#### Passage given
+ + + +

Biking Across China, Episode 6: The Crash

Cycling across China solo as a woman. Sound awful? Amazing? Terrifying? It’s all of those.

Xining to Lanzhou
西宁 – 兰州

220km // 3 days

I set off from Xining as soon as I woke up, aiming to ride as far as I could towards Lanzhou in a day. The total distance was 220km, and my map told me the majority of it would be blissfully downhill. Maybe I could make it in two days’ hard riding.

The single road that led there – the G109 – did indeed snake mostly downhill, alongside a gushing rust-coloured river and steep, attractive mountains, threading through village after village in one long line.

Rust-coloured rivers and steep, attractive mountains

Instead of the smooth helter-skelter ride I had imagined, however, it was a frustrating mixture of paved road and dirt track and rotated between the two with a bizarre regularity.

Like clockwork, 200 metres of smooth tarmac would be followed by a cheerful yellow sign telling me to “proceed slowly, roadworks ahead”, and then the road would turn into 200 metres of uneven mud. 

I passed through this cycle dozens of times, trying to thank my lucky stars that it was at least downhill as I stood up on the pedals to save my sore backside from the worst of the bounces. Aren’t G roads supposed to be one step down from a highway? How on earth had this end result of semi-road been reached? Had some administrative cockup led to only half of the necessary materials being delivered, leaving a decision between a checkerboard road or no road at all?

+ + + +

#### Raw data
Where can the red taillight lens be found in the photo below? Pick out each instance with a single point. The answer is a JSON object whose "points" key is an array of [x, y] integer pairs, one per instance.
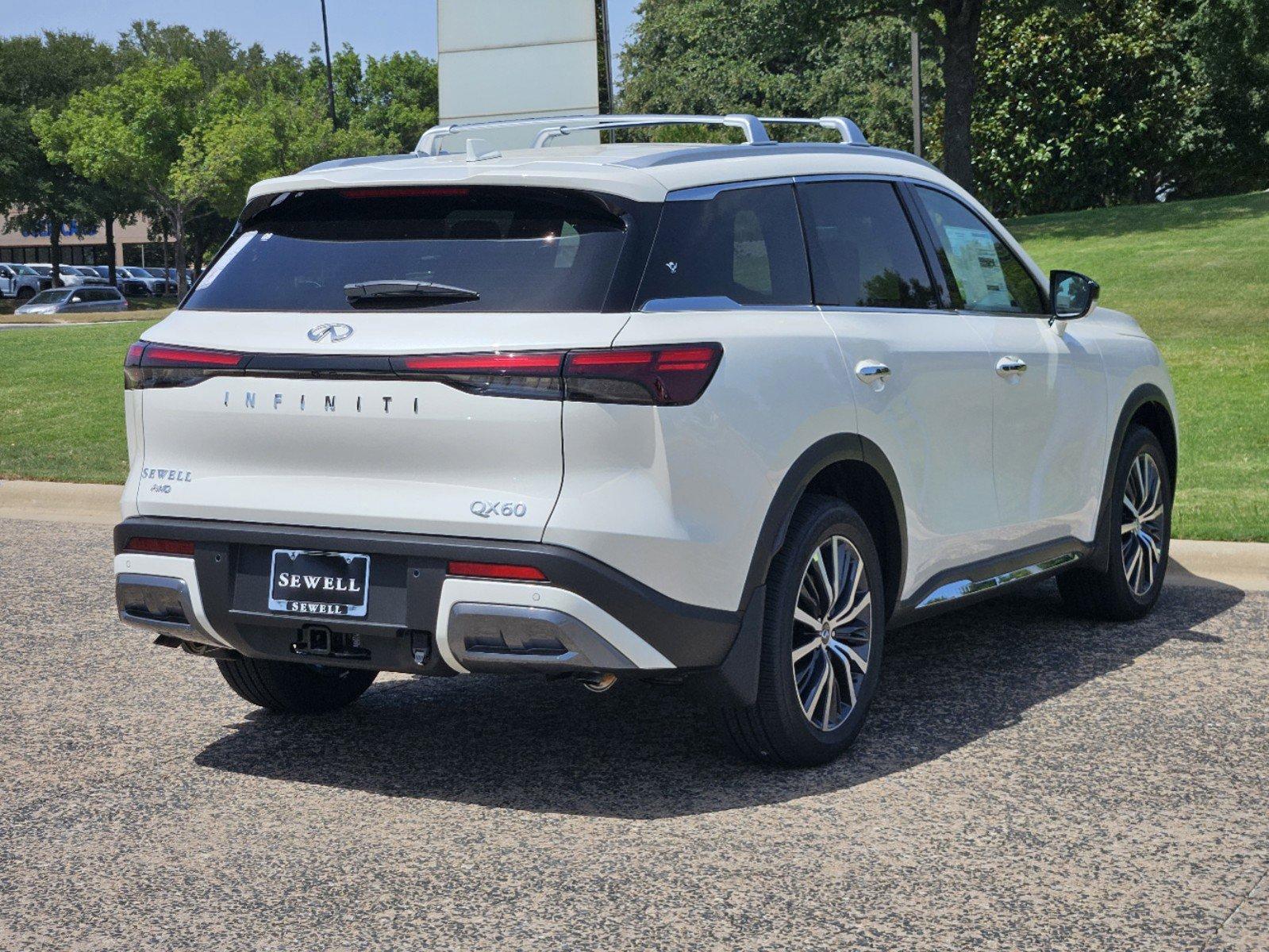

+ + + +

#### Aim 1
Repeat the cycling account word for word, starting with "Like clockwork, 200" and going on through "road at all?".
#### Aim 2
In the cycling account, which road led from Xining to Lanzhou?
#### Aim 3
Sum up the cycling account in two sentences.
The lines have no connection to the cycling account.

#### Full response 1
Like clockwork, 200 metres of smooth tarmac would be followed by a cheerful yellow sign telling me to “proceed slowly, roadworks ahead”, and then the road would turn into 200 metres of uneven mud. 

I passed through this cycle dozens of times, trying to thank my lucky stars that it was at least downhill as I stood up on the pedals to save my sore backside from the worst of the bounces. Aren’t G roads supposed to be one step down from a highway? How on earth had this end result of semi-road been reached? Had some administrative cockup led to only half of the necessary materials being delivered, leaving a decision between a checkerboard road or no road at all?

#### Full response 2
The G109.

#### Full response 3
The narrator left Xining for Lanzhou, a 220km route the map showed as mostly downhill, and hoped to finish it in two days of hard riding. Instead of a smooth ride, the G109 switched with odd regularity between stretches of smooth tarmac and uneven mud, leaving the narrator wondering how such a half-made road had come about.